(注)2001年5月〜6月調査
(資料)国民生活選好度調査(内閣府)

 

 政府・与党の年金法案と民主党が提案している年金改正法案とが衆議院の厚生労働委員会で、双方の優劣について議論され、衆議院では今後さらに制度検討という与野党合意を付して採決されたが、3閣僚からはじまり党首に及んだ国民年金不払い問題が物議を醸し、与野党の政争が激化し、ついに参議院で政府・与党案が強行採決されるに至った(平成16年4月〜6月)。

 政府・与党案と民主党案の大きな違いは、民主党案における国民年金と厚生年金の一元化や年金目的消費税の導入であるが、不思議なことに、負担と給付の問題ではかなり重要な将来の年金給付水準については双方ほぼ現行平均給与の50%維持で共通しており争点にはなっていない。参議院選を前にして、国民の不評を買いかねない各政党は給付水準の問題には目をつぶっているとしか見えない。

 2001年の意識調査結果では、公的年金の将来の給付水準については、国民のなかで最も多い意見は、「一概には言えない」であり、4割を上回っている。これを除くと「現状維持」「切り下げやむなし」「増加させるべき」が拮抗しており、「切り下げやむなし」と「増加させるべき」を比べると前者がやや上回っている。

作業内容:
文書セクションの内容を2文で要約せよ。 回答の根拠には上記の文書セクションのみを用いること。

データ抽出:
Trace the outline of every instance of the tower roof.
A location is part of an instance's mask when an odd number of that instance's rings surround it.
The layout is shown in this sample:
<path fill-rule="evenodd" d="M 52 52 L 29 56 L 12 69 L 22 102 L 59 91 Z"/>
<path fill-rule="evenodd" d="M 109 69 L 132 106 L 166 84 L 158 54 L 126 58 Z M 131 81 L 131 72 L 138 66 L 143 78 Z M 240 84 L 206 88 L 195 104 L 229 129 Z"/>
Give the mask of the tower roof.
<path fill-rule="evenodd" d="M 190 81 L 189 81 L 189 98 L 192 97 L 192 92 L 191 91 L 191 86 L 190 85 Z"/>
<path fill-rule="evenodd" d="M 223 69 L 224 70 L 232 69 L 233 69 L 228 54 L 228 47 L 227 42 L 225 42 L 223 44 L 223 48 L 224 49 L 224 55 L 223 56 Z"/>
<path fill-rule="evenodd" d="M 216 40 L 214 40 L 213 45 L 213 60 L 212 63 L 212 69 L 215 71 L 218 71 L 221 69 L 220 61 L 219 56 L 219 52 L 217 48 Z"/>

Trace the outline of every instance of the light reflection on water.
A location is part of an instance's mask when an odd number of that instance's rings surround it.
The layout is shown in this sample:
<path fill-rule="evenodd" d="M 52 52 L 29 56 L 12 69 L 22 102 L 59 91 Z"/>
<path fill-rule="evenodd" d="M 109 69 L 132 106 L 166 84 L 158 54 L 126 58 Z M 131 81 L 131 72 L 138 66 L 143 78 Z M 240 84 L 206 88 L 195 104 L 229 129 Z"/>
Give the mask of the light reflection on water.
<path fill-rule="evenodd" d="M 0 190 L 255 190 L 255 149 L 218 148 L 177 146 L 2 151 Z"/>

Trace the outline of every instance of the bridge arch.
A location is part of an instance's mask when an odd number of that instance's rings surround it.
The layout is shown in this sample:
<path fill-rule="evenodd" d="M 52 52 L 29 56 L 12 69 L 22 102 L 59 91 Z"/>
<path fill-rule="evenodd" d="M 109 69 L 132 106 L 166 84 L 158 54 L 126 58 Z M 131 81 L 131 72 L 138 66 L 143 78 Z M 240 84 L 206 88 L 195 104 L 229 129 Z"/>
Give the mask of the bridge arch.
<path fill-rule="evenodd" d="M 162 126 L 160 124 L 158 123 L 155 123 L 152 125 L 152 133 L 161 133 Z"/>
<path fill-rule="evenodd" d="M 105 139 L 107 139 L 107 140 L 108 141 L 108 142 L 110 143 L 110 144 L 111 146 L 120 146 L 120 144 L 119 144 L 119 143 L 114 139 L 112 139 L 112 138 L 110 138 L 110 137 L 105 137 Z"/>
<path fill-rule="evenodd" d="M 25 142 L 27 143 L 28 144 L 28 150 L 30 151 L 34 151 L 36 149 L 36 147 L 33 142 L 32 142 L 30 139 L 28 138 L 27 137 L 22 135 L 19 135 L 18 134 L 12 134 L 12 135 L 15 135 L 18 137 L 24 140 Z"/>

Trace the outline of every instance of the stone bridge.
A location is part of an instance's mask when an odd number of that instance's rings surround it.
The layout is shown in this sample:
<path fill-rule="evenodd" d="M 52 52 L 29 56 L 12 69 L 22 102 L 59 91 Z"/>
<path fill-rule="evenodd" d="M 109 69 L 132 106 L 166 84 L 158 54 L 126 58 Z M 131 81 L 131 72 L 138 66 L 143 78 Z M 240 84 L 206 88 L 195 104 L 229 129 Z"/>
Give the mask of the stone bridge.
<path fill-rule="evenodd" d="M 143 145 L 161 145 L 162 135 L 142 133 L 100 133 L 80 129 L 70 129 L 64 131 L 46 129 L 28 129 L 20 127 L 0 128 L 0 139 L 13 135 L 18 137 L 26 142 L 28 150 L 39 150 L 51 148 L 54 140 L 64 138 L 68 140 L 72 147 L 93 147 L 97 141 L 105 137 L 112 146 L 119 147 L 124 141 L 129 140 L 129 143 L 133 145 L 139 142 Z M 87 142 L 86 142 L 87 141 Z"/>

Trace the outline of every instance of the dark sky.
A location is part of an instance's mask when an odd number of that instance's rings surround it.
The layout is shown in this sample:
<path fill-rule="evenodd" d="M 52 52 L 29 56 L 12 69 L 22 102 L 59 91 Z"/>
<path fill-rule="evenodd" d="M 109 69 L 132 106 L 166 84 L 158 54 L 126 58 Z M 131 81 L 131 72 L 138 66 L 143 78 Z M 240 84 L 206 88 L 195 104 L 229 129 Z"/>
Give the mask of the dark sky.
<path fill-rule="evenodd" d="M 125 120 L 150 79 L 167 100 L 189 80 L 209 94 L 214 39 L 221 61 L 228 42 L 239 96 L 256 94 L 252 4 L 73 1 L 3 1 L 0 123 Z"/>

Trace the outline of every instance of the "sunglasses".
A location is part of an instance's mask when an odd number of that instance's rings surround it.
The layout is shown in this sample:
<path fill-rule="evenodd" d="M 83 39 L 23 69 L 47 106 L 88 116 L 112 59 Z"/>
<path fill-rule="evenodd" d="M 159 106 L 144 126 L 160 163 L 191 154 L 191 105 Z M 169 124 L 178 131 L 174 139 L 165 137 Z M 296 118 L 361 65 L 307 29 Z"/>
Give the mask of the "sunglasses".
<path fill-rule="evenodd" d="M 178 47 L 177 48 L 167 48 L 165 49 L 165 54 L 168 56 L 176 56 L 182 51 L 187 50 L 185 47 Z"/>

==

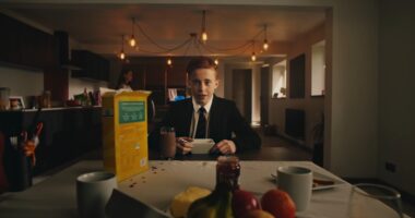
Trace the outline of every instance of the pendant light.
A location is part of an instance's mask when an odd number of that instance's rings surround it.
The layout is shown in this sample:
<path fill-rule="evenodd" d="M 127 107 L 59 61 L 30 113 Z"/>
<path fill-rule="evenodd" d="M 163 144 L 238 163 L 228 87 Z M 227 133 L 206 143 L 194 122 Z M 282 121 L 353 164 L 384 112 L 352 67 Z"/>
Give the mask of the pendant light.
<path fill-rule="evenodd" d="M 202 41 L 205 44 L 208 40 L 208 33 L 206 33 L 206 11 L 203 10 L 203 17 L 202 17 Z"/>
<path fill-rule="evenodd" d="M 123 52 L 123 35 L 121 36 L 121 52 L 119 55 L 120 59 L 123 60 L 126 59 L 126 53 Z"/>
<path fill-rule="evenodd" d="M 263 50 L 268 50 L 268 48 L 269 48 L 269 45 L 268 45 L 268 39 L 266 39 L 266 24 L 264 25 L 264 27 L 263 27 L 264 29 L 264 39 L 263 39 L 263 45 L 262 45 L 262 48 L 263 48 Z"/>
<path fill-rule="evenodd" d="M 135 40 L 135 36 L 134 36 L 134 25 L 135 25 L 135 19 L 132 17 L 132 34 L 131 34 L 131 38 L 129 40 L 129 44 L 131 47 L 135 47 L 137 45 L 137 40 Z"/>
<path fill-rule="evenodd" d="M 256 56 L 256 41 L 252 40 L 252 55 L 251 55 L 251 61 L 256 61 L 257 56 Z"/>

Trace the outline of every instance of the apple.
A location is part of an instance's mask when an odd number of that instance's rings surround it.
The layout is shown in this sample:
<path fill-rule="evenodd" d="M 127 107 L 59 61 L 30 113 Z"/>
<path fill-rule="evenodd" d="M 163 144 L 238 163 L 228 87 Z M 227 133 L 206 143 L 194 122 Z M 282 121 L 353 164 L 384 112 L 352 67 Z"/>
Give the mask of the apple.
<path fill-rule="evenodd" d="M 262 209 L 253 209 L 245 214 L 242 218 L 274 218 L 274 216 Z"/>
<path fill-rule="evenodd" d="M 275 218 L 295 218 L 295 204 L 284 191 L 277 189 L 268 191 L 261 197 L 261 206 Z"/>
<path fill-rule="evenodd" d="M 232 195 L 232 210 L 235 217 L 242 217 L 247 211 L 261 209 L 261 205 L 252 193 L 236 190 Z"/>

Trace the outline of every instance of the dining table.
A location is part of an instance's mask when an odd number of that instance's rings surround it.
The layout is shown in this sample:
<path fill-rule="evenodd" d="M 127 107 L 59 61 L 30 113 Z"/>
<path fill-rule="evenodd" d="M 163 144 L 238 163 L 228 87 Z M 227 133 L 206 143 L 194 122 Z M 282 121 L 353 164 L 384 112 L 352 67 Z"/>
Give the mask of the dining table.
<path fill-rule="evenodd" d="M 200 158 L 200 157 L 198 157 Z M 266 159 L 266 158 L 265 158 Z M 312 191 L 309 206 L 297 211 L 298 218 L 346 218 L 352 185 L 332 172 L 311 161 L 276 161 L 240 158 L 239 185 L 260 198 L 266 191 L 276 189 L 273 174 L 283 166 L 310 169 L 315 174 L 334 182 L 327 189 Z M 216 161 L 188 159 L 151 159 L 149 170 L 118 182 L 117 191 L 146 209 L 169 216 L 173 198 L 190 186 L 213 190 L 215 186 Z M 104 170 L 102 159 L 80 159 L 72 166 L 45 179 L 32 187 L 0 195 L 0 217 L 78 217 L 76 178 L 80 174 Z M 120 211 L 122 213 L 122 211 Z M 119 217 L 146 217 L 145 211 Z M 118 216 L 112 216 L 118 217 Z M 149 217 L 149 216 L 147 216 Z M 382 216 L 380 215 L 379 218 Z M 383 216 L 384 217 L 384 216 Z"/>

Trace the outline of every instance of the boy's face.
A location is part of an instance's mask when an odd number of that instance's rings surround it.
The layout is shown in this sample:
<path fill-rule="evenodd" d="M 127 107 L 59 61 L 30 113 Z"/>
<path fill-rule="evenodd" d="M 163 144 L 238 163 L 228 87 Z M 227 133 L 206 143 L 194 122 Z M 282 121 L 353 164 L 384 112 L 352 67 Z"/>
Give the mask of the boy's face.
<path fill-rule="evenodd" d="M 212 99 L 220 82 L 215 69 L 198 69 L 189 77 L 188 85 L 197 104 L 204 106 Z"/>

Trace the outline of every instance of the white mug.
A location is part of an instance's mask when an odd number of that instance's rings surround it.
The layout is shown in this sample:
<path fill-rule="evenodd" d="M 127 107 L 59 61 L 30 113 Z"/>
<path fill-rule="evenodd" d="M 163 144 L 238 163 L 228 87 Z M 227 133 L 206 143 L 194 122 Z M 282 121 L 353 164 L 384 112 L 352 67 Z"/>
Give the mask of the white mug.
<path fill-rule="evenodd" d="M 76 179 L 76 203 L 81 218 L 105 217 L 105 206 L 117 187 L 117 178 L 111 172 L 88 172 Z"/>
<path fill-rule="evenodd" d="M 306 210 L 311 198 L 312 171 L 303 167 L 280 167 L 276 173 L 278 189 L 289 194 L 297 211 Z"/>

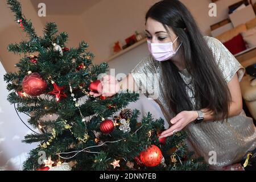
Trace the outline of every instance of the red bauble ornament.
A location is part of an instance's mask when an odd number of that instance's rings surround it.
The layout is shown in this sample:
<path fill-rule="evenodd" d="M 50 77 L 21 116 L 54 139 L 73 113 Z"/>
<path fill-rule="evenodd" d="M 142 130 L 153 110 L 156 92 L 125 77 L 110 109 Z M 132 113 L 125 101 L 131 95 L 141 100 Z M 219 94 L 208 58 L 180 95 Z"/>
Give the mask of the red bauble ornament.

実行結果:
平成16年4月〜6月、政府・与党の年金法案と民主党の年金改正法案が衆議院の厚生労働委員会で議論されたが、国民年金不払い問題で与野党の政争が激化し、参議院で政府・与党案が強行採決された。両案の大きな違いは民主党案における国民年金と厚生年金の一元化や年金目的消費税の導入だが、将来の年金給付水準は双方ほぼ現行平均給与の50%維持で共通して争点になっておらず、2001年の意識調査では給付水準について「一概には言えない」が4割を上回り最も多かった。